• Text:

-- Begin --

The Six Wives of Henry Lefay, also known as My Dad's Six Wives, is a 2009 American comedy film starring Elisha Cuthbert and Tim Allen. A grieving daughter tries to arrange her father's funeral, while putting up with all of his ex-wives. Its only theatrical release was in Israel, and it was launched straight to DVD elsewhere, including the United States and the United Kingdom.

Plot
During a trip to Mexico with his fiancée, salesman Henry Lefay (Tim Allen) disappears while parasailing and is presumed dead. His grieving daughter (Elisha Cuthbert) begins to make funeral arrangements, a process made tricky when his current wife and five exes descend and wage a fierce power struggle over the burial.

Cast
Tim Allen as Henry Lefay, a flashy salesman who is presumed dead after he goes missing during a parasailing expedition
Elisha Cuthbert as Barbara "Barbie" Lefay (Henry's daughter)
S. Epatha Merkerson as Effa Devereaux (Henry's secret first wife)
Andie MacDowell as Kate (Henry's second wife and Barbie's mother)

-- End --

• Tasks and exercises:
**a)** Name every actor listed in the Cast section of the Henry Lefay film article.
**b)** Carry on writing the Henry Lefay film article, starting right after its last cast entry.
The records have nothing to do with what comes next.

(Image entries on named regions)

-- Begin --

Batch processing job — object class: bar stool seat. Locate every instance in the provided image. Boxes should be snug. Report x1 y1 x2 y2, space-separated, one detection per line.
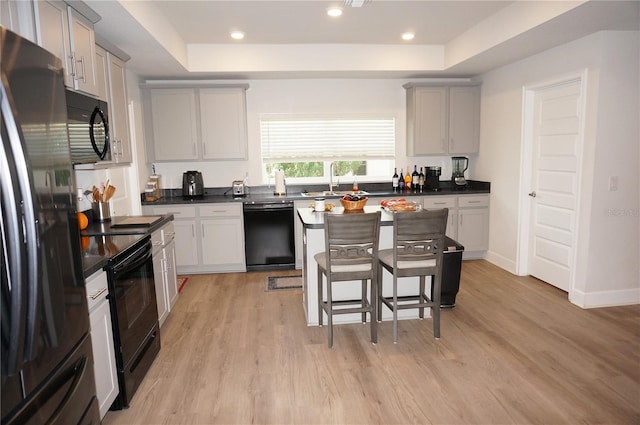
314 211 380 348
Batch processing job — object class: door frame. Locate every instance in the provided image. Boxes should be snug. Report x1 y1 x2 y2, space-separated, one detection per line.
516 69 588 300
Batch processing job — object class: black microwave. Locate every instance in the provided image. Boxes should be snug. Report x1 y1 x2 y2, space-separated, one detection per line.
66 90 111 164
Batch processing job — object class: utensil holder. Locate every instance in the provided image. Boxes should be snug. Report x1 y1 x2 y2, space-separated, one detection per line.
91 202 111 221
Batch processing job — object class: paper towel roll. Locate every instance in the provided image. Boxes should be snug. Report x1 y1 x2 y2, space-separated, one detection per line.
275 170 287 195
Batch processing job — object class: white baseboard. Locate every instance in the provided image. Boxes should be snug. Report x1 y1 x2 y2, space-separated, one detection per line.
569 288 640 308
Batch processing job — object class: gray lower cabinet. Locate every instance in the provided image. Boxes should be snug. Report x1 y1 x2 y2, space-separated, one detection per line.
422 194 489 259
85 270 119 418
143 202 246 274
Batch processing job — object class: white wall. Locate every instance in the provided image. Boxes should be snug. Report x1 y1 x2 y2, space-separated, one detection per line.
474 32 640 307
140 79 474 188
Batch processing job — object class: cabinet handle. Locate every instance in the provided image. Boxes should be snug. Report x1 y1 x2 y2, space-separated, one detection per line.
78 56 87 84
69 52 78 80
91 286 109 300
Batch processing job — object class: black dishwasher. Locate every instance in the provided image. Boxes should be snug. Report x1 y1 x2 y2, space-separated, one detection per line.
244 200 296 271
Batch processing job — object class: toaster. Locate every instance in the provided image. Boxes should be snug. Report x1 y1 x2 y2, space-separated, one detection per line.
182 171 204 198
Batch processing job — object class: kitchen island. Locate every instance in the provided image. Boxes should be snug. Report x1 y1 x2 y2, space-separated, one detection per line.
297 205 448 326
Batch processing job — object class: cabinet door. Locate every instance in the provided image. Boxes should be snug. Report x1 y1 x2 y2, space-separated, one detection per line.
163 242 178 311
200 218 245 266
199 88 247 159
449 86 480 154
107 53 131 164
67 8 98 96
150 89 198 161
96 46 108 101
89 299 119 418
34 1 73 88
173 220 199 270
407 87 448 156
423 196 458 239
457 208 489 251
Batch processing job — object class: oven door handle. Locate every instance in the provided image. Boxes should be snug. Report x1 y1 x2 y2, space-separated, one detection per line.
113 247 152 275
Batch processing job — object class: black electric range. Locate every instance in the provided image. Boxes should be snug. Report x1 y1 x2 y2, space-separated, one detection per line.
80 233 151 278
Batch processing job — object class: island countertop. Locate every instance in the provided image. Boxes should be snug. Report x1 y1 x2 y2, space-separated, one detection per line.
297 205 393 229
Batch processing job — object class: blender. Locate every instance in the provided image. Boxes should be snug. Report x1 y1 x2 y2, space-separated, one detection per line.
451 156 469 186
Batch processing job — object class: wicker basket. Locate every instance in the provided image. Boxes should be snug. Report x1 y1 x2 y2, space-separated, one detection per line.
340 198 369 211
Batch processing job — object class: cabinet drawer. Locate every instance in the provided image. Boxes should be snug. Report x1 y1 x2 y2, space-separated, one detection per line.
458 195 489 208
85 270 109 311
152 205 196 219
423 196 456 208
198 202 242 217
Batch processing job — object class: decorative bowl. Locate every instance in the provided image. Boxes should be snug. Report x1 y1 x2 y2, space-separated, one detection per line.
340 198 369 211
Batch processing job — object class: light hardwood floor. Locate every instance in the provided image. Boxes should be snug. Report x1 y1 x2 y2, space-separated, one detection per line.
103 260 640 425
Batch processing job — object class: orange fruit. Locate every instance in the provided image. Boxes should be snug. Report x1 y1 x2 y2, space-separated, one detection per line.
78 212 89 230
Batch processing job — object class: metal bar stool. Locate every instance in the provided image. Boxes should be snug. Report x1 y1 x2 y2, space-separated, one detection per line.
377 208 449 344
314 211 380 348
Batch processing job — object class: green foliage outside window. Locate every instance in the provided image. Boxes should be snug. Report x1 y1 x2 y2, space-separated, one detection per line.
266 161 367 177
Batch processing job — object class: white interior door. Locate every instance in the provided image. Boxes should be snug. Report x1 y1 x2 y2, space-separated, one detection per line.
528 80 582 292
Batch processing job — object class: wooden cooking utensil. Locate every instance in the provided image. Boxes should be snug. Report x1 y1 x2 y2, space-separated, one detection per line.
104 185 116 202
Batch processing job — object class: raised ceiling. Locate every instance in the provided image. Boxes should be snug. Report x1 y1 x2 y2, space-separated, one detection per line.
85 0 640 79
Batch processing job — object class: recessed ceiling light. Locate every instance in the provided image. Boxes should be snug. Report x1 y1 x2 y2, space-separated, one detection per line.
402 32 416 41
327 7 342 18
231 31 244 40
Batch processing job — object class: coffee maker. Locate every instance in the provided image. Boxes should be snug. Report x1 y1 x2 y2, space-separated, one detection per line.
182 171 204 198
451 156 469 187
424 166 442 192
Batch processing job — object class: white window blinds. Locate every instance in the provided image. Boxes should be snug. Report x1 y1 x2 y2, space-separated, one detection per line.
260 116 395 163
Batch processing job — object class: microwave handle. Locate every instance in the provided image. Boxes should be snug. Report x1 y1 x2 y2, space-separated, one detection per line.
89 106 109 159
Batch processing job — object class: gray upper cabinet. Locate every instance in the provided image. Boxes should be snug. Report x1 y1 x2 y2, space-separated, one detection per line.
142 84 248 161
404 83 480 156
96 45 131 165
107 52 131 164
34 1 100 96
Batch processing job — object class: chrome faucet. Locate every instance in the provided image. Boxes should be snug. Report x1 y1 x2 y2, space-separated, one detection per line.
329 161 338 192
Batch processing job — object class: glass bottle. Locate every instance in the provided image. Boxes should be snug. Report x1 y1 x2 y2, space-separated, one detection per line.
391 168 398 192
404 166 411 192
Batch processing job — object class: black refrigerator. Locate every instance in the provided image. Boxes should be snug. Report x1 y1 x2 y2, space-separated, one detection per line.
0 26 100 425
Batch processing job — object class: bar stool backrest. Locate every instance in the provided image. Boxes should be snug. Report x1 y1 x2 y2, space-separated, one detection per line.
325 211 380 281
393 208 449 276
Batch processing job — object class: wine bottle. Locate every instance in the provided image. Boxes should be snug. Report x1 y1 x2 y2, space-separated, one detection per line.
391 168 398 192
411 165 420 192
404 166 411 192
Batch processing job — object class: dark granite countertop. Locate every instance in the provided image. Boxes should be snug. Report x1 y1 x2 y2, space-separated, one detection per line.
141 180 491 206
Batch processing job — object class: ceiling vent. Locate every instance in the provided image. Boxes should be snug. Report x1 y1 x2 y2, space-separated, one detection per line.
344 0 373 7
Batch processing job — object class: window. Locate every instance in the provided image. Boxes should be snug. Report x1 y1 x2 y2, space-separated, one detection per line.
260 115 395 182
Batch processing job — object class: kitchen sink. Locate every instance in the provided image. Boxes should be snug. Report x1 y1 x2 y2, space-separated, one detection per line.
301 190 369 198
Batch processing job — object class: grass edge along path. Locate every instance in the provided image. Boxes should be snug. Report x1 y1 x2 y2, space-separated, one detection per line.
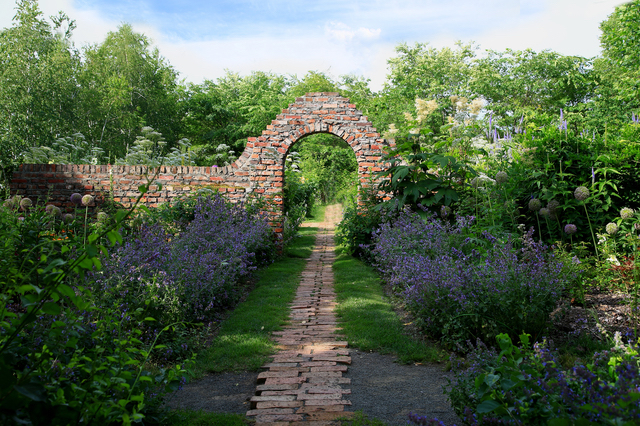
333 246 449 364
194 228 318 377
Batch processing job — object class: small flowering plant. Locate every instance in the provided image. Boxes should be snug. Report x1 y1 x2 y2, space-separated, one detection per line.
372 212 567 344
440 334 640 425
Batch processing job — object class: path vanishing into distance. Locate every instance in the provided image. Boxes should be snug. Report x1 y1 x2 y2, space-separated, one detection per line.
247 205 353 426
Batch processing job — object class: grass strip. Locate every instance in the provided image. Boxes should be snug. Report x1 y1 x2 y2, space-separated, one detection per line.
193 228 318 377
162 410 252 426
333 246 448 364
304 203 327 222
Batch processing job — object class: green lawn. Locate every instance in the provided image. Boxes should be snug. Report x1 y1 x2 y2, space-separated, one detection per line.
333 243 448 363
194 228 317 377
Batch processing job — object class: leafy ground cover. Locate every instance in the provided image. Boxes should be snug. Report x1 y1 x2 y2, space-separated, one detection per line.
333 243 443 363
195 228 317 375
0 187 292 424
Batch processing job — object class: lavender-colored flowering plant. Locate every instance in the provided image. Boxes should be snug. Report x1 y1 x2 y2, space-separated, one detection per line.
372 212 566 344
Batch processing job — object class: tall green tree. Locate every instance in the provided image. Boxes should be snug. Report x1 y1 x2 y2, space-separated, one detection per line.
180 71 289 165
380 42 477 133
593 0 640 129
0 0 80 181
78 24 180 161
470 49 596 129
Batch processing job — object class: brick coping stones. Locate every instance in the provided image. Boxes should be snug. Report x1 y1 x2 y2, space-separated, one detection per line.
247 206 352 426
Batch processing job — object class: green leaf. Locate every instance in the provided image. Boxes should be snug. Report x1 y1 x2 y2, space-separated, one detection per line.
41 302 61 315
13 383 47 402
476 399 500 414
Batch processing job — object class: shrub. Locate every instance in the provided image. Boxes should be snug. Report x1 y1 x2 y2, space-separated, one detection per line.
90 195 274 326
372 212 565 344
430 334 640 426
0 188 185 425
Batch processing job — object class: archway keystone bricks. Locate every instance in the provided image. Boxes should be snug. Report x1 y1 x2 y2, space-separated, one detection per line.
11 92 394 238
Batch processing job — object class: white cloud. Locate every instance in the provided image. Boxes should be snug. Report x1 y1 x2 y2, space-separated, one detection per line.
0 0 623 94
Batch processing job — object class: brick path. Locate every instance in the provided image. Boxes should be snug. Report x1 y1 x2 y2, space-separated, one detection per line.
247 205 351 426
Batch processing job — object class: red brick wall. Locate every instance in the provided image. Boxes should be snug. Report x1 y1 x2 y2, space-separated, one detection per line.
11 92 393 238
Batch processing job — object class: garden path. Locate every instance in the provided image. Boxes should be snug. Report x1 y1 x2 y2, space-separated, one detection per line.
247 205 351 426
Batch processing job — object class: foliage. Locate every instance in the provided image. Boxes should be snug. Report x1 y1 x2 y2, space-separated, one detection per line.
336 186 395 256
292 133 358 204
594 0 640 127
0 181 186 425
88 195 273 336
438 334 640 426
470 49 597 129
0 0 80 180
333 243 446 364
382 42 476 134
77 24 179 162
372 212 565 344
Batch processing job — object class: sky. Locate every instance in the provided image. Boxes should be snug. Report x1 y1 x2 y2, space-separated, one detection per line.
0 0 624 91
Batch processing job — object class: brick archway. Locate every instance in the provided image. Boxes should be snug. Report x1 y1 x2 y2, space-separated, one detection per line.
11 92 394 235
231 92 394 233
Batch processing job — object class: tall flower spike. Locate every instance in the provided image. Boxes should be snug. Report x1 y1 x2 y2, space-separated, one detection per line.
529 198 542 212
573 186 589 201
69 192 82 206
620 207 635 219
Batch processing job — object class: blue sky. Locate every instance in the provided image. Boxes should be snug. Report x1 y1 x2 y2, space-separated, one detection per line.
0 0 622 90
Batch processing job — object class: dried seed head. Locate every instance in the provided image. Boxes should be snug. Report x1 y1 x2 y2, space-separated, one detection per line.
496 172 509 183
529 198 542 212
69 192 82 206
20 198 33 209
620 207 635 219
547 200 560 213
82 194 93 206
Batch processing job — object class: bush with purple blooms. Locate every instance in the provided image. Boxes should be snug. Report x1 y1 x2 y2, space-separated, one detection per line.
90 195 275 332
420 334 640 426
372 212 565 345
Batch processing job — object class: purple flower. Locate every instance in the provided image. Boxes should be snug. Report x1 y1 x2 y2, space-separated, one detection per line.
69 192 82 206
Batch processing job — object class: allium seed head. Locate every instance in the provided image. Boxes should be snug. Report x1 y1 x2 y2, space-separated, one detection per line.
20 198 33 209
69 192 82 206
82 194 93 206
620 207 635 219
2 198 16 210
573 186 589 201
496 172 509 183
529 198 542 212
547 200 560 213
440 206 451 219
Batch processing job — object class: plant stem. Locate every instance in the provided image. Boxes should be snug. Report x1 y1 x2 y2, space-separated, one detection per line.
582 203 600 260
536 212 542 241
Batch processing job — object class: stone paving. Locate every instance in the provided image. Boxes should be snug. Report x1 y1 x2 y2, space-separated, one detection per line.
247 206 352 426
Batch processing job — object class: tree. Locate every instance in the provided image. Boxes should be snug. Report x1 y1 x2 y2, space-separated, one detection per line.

-- End --

• Answers to the exercises:
**a)** Tim Allen, Elisha Cuthbert, S. Epatha Merkerson, Andie MacDowell

**b)**
Jenna Elfman as Ophelia (Henry's third and fifth wife and current occasional lover)
Paz Vega as Veronica (Henry's fourth wife)
Lindsay Sloane as Autumn (Henry's sixth wife)
Jenna Dewan as Sarah Jane (Henry's fiancée and nemesis of Barbie)
Barbara Barrie as Mae (Henry's mother)
Eric Christian Olsen as Lloyd Wiggins (Barbie's boyfriend who wants to marry her)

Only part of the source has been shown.